EXCERPTED PASSAGE:

The Governors Highway Safety Association recently released its 2016 preliminary data on Pedestrian Traffic Fatalities by State. It’s a 38-page report that begins with this: The number of pedestrian accident deaths in the U.S. has increased by 25 percent from 2010 to 2015, while total traffic deaths climbed by about 6 percent.
The latest figures, looking at statistics from the first six months of 2016, during which they noted an increase of 7 percent from the previous time frame in 2015. However, after adjusting for the under-reporting in those preliminary figures, the number of pedestrians killed last year is estimated to have increased by 11 percent compared with 2015. That’s the largest annual increase in 40 years – the second largest being from 2014 to 2015.
What’s more, pedestrian deaths as a portion of the total number of traffic deaths has also risen, from 11 percent back in 2006 to 15 percent in 2015. Based on this preliminary data, it’s believed about 6,000 pedestrians died nationally last year. Four states – Florida, California, Texas and New York – accounted for 42 percent of those.
Now let’s talk specifically about state-level data.
In Florida in the first six months of 2016, there were 301 reported pedestrian accident deaths. That’s compared to 277 during the same time frame – January through June – of 2015, an 8.7 percent increase. It wasn’t the largest spike, but it was higher than the national average increase of 7 percent.
In terms of sheer numbers, Florida ranked No. 3, with California and Texas both counting more fatalities. However, consider that both of these states have population numbers that far exceed our own, which means the rate of pedestrian fatalities is much higher here than the other two states. New York ranked 4th.

[Data records]
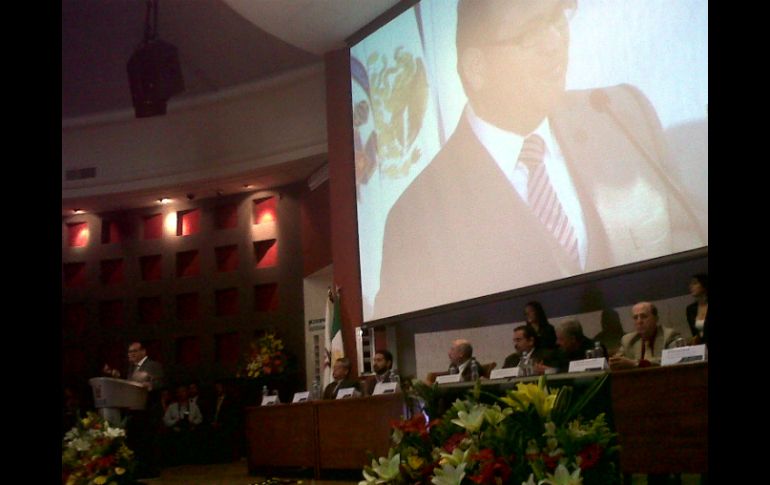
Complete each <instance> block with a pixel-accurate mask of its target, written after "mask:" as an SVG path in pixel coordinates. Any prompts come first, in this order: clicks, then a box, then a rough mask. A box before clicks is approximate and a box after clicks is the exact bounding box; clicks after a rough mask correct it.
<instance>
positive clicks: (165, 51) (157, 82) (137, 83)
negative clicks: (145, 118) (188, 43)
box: [127, 0, 184, 118]
mask: <svg viewBox="0 0 770 485" xmlns="http://www.w3.org/2000/svg"><path fill="white" fill-rule="evenodd" d="M151 18H152V22H151V21H150V20H151ZM157 26H158V0H147V15H146V17H145V30H144V39H143V40H142V43H141V44H139V46H138V47H137V48H136V50H134V53H133V54H132V55H131V58H130V59H129V60H128V66H127V69H128V82H129V85H130V86H131V100H132V101H133V104H134V112H135V114H136V117H137V118H148V117H150V116H160V115H164V114H166V102H167V101H168V100H169V98H171V96H173V95H175V94H179V93H181V92H182V91H184V80H183V79H182V68H181V66H180V64H179V51H178V50H177V48H176V47H174V46H173V45H171V44H169V43H167V42H163V41H162V40H160V39H158V32H157Z"/></svg>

DIRECTIONS: Please repeat word for word the part of the pedestrian fatalities passage between "The Governors Highway" and "about 6 percent.", inclusive. None of the material is needed here.

RESPONSE TO THE TASK:
The Governors Highway Safety Association recently released its 2016 preliminary data on Pedestrian Traffic Fatalities by State. It’s a 38-page report that begins with this: The number of pedestrian accident deaths in the U.S. has increased by 25 percent from 2010 to 2015, while total traffic deaths climbed by about 6 percent.